読解用の抜粋 –
孫を生命保険金の受取人にするときの注意点

2018年10月9日 公開 / 2020年6月30日更新

テーマ:相続対策のこと

コラムカテゴリ:法律関連

コラムキーワード: 生命保険 選び方生命保険 種類


先日、お客様と今後の相続対策についての打ち合わせを行っている際、

「孫のY太郎を生命保険の受取人にするのはどうかしら?」

というお話になりました。

お孫さんを生命保険の受取人にした場合、相続対策としてメリットがあるのでしょうか。

具体的に検討してみましょう。(※ お名前、親族関係等は現実のご相談とは異なります。)

ご相談者 Y太郎さんの祖母Aさん
Aさんの相続人は、長女B子さん、次女C子さんの2名のみで、Y太郎さんはB子さんの子です。

予想外の税負担にご注意を!

相続対策で生命保険を利用する場合のメリットは「非課税枠」の利用です。

死亡保険金を受取った場合に、受取保険金の合計額から「500万円×法定相続人の数」の金額を非課税(受取った合計額から差引くことができる)になります。

仮に法定相続人が3人なら1500万円までが非課税(相続税の計算に含めない金額)となり、1500万円を超える部分について相続税の課税対象になります。

この非課税枠は、生命保険金を「法定相続人が受け取ったとき」にしか、適用することができません。原則として、孫は法定相続人にはならないので、孫を受取人にした場合は非課税枠がないことになります。

仮に、B子さん(長女)500万円、Y太郎さん(孫)500万円の2名がそれぞれ死亡保険金を受取る契約のとき、Y太郎さんが代襲相続人や孫養子でない場合、その500万円は非課税にならずに相続税を計算するための財産に500万円がそのまま加算されることになります。

* 代襲相続人とは:被相続人の子が、被相続人よりも先に死亡している場合
* 孫養子とは:被相続人と養子縁組(普通養子)をしている(孫養子)場合

ちなみに、この「法定相続人」ですが、次の人たちも対象になります。

1)相続の放棄をした人がいても、その放棄がなかったものとして相続人の頭数に含める。

依頼文 A –
孫を受取人にする生命保険の記事から、「コラムキーワード: 生命保険 選び方生命保険」から「実のご相談とは異なります。)」までの部分をそのまま出力してください。
依頼文 B –
孫を受取人にする生命保険の記事の相談事例に登場する人物を、記事中の呼び名ですべて挙げてください。
依頼文 C –
孫を受取人にする生命保険の記事を、最後の文の後から書き継いでください。

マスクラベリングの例

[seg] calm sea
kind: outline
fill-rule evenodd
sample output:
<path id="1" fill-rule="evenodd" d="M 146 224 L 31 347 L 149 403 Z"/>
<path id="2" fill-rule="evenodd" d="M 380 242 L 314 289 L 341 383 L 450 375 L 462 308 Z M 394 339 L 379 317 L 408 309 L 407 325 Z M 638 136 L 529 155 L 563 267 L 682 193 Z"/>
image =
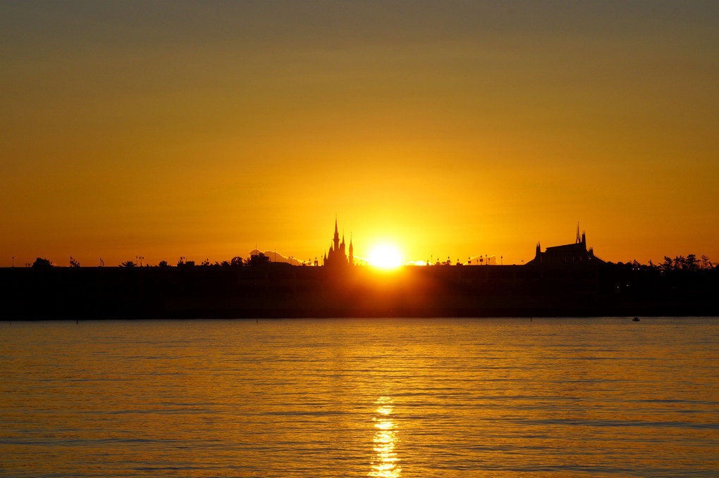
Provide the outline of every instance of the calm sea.
<path id="1" fill-rule="evenodd" d="M 0 323 L 2 477 L 717 477 L 719 319 Z"/>

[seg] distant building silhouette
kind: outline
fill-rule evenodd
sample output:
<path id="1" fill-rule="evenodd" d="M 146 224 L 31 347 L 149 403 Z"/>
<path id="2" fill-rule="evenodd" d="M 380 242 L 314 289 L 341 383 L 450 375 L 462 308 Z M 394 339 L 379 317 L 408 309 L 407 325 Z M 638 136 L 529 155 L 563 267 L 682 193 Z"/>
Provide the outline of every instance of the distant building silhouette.
<path id="1" fill-rule="evenodd" d="M 587 248 L 587 237 L 585 233 L 580 236 L 579 225 L 577 226 L 577 240 L 574 244 L 555 245 L 541 251 L 541 246 L 537 243 L 534 258 L 527 263 L 527 266 L 580 266 L 603 263 L 594 255 L 594 249 Z"/>
<path id="2" fill-rule="evenodd" d="M 352 250 L 352 239 L 349 238 L 349 256 L 344 252 L 344 234 L 342 240 L 339 240 L 339 232 L 337 230 L 337 219 L 334 220 L 334 237 L 329 246 L 329 252 L 324 255 L 323 264 L 328 267 L 343 267 L 354 265 L 354 253 Z"/>

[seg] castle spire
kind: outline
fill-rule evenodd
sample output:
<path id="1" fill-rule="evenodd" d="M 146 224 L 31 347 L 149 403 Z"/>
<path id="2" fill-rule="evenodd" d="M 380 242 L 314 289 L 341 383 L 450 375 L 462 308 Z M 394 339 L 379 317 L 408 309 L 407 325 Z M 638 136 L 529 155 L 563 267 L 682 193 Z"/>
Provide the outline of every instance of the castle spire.
<path id="1" fill-rule="evenodd" d="M 339 231 L 337 230 L 337 217 L 334 217 L 334 237 L 332 238 L 334 243 L 334 250 L 339 250 Z"/>
<path id="2" fill-rule="evenodd" d="M 354 251 L 352 249 L 352 233 L 349 233 L 349 256 L 347 257 L 347 263 L 350 266 L 354 265 Z"/>

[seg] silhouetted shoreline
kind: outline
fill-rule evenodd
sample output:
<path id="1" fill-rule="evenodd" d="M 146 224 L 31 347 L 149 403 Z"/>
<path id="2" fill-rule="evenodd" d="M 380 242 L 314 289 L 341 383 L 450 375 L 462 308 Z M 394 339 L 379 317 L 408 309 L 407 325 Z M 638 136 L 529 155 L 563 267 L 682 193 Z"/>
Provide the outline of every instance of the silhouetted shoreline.
<path id="1" fill-rule="evenodd" d="M 0 268 L 8 319 L 719 316 L 719 269 L 631 264 Z"/>

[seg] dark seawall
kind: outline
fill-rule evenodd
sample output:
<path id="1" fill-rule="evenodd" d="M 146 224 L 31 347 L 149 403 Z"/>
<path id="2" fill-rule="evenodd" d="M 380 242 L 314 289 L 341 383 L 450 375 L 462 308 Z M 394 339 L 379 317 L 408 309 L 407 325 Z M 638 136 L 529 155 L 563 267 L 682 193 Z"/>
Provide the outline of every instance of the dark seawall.
<path id="1" fill-rule="evenodd" d="M 719 316 L 719 270 L 615 264 L 4 268 L 8 319 Z"/>

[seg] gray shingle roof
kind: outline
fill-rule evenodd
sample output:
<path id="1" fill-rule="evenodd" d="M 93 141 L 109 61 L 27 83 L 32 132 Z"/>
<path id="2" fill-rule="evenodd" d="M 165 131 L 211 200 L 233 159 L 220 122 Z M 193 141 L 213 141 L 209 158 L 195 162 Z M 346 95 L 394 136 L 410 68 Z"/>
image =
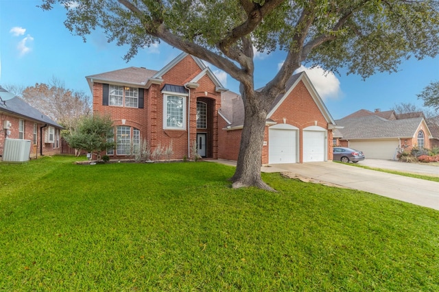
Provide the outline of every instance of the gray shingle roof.
<path id="1" fill-rule="evenodd" d="M 41 112 L 35 108 L 32 108 L 18 97 L 8 99 L 5 101 L 4 104 L 0 102 L 0 112 L 17 114 L 54 127 L 62 127 L 56 122 L 49 119 L 49 117 L 41 113 Z"/>
<path id="2" fill-rule="evenodd" d="M 370 115 L 358 118 L 344 118 L 336 120 L 343 139 L 368 139 L 385 138 L 409 138 L 415 134 L 423 118 L 386 120 Z"/>
<path id="3" fill-rule="evenodd" d="M 128 67 L 100 74 L 92 75 L 86 77 L 86 78 L 145 85 L 147 80 L 154 76 L 157 72 L 158 71 L 155 70 L 150 70 L 143 67 Z"/>

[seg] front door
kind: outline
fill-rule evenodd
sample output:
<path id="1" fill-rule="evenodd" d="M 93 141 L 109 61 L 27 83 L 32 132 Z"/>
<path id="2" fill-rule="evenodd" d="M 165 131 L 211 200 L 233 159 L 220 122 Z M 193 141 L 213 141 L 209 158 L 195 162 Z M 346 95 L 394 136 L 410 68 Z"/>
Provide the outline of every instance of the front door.
<path id="1" fill-rule="evenodd" d="M 201 157 L 206 157 L 206 133 L 197 133 L 197 151 Z"/>

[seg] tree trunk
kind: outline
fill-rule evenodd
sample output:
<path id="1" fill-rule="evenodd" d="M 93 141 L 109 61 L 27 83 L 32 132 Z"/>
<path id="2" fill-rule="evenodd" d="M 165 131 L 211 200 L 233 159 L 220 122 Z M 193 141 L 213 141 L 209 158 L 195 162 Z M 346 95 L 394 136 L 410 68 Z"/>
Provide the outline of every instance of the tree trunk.
<path id="1" fill-rule="evenodd" d="M 249 98 L 250 97 L 250 98 Z M 262 105 L 249 101 L 255 99 L 254 93 L 244 99 L 245 119 L 241 137 L 239 154 L 235 175 L 231 178 L 234 188 L 246 186 L 274 191 L 261 178 L 262 147 L 267 119 L 267 110 Z"/>

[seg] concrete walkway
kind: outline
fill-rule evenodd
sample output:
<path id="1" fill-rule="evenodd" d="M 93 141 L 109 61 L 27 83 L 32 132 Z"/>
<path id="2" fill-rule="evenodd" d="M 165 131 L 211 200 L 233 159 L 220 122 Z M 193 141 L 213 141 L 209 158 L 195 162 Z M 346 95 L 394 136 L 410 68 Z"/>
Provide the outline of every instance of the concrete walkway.
<path id="1" fill-rule="evenodd" d="M 234 161 L 214 161 L 236 165 Z M 270 165 L 261 169 L 263 172 L 289 171 L 306 178 L 439 210 L 439 182 L 436 182 L 333 162 Z"/>

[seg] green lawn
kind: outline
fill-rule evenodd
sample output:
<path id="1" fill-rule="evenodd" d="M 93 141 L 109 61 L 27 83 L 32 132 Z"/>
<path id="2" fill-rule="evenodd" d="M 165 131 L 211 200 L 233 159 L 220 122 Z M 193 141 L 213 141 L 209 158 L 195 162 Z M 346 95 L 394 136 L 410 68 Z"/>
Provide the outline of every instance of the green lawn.
<path id="1" fill-rule="evenodd" d="M 211 162 L 0 163 L 0 291 L 439 291 L 439 212 Z"/>

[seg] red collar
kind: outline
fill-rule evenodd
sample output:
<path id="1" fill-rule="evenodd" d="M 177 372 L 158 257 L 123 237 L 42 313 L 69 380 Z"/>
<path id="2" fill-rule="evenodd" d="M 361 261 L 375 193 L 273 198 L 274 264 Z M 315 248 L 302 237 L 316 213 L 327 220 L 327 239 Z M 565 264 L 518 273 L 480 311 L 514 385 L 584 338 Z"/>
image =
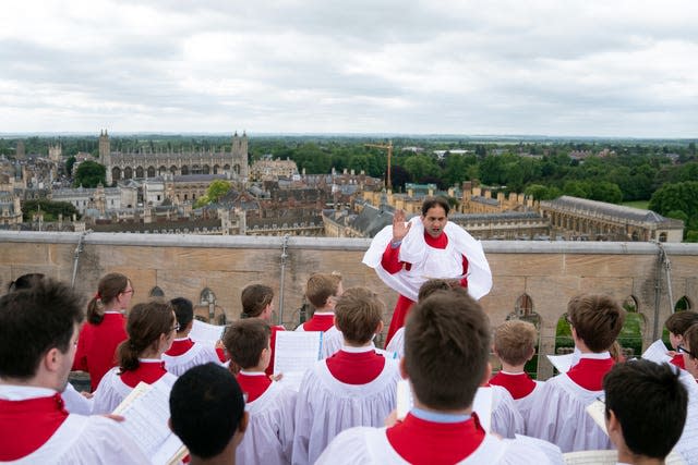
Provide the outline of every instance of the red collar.
<path id="1" fill-rule="evenodd" d="M 22 458 L 44 445 L 68 418 L 61 394 L 25 401 L 0 399 L 0 461 Z"/>
<path id="2" fill-rule="evenodd" d="M 676 354 L 670 360 L 672 365 L 676 365 L 678 368 L 686 369 L 686 360 L 684 360 L 684 354 Z"/>
<path id="3" fill-rule="evenodd" d="M 574 382 L 589 391 L 603 389 L 603 377 L 611 371 L 615 362 L 613 358 L 581 358 L 579 363 L 567 371 Z"/>
<path id="4" fill-rule="evenodd" d="M 165 362 L 141 362 L 136 369 L 124 371 L 120 376 L 124 384 L 129 388 L 135 388 L 141 381 L 153 384 L 163 378 L 166 372 Z"/>
<path id="5" fill-rule="evenodd" d="M 272 386 L 272 380 L 266 376 L 266 374 L 245 375 L 240 372 L 238 374 L 237 379 L 242 392 L 248 394 L 246 402 L 253 402 L 260 399 L 260 396 L 269 389 L 269 386 Z"/>
<path id="6" fill-rule="evenodd" d="M 506 389 L 515 400 L 526 397 L 535 389 L 535 381 L 526 372 L 512 375 L 500 371 L 490 380 L 490 384 Z"/>
<path id="7" fill-rule="evenodd" d="M 191 339 L 180 339 L 179 341 L 172 341 L 172 345 L 165 354 L 169 355 L 170 357 L 178 357 L 180 355 L 184 355 L 193 346 L 194 341 L 192 341 Z"/>
<path id="8" fill-rule="evenodd" d="M 385 357 L 375 351 L 336 352 L 325 359 L 333 377 L 347 384 L 368 384 L 376 379 L 385 366 Z"/>
<path id="9" fill-rule="evenodd" d="M 408 414 L 386 430 L 388 442 L 402 458 L 416 465 L 455 464 L 472 454 L 484 441 L 478 417 L 461 423 L 434 423 Z"/>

解答 A –
コラムキーワード: 生命保険 選び方生命保険 種類


先日、お客様と今後の相続対策についての打ち合わせを行っている際、

「孫のY太郎を生命保険の受取人にするのはどうかしら?」

というお話になりました。

お孫さんを生命保険の受取人にした場合、相続対策としてメリットがあるのでしょうか。

具体的に検討してみましょう。(※ お名前、親族関係等は現実のご相談とは異なります。)

解答 B –
Aさん、B子さん、C子さん、Y太郎さん

解答 C –
2)養子がいる場合に、法定相続人の数に含める養子の数は、実子がいるときは1人、実子がいないときは2人までとなります。

非課税枠を使うために「5人いる孫をみんな養子にしてしまおう。」としても、上記の2)にあるとおり、養子は1人、多くても2人しかカウントされませんのでご注意を。

孫は相続税が二割増しになることがある

正味の遺産額が基礎控除額(3,000万円+600万円×法定相続人の数)を超えると相続税がかかります。

相続税は、相続や遺贈などにより財産を取得した人にかかりますが、配偶者や子(第一順位の相続人)、親(第二順位の相続人)以外の人が財産を相続した場合、負担する相続税額が
通常の方法で計算した税額の2割(20%)増しの金額になります。

具体的には、通常の計算で100万円になる相続税は、2割加算の対象者は20万円(100万円×20%=20万円)余計に支払うことになります。

この2割加算の対象になる人は、兄弟姉妹(第三順位の相続人)、甥姪などが対象になります。

それでは孫の場合はどうかというと、原則的には2割加算の対象になると考えて下さい。

ただし、例外的に次の場合には2割加算の対象にはなりません。

 親が先に亡くなったため相続人になった人(代襲相続人)になる場合 です。

本来相続するはずだった子(孫から見れば親)の権利を引き継いで相続するので、2割加算の対象外になります。

なお、先にもご紹介した「孫養子」の場合は2割加算の対象になります。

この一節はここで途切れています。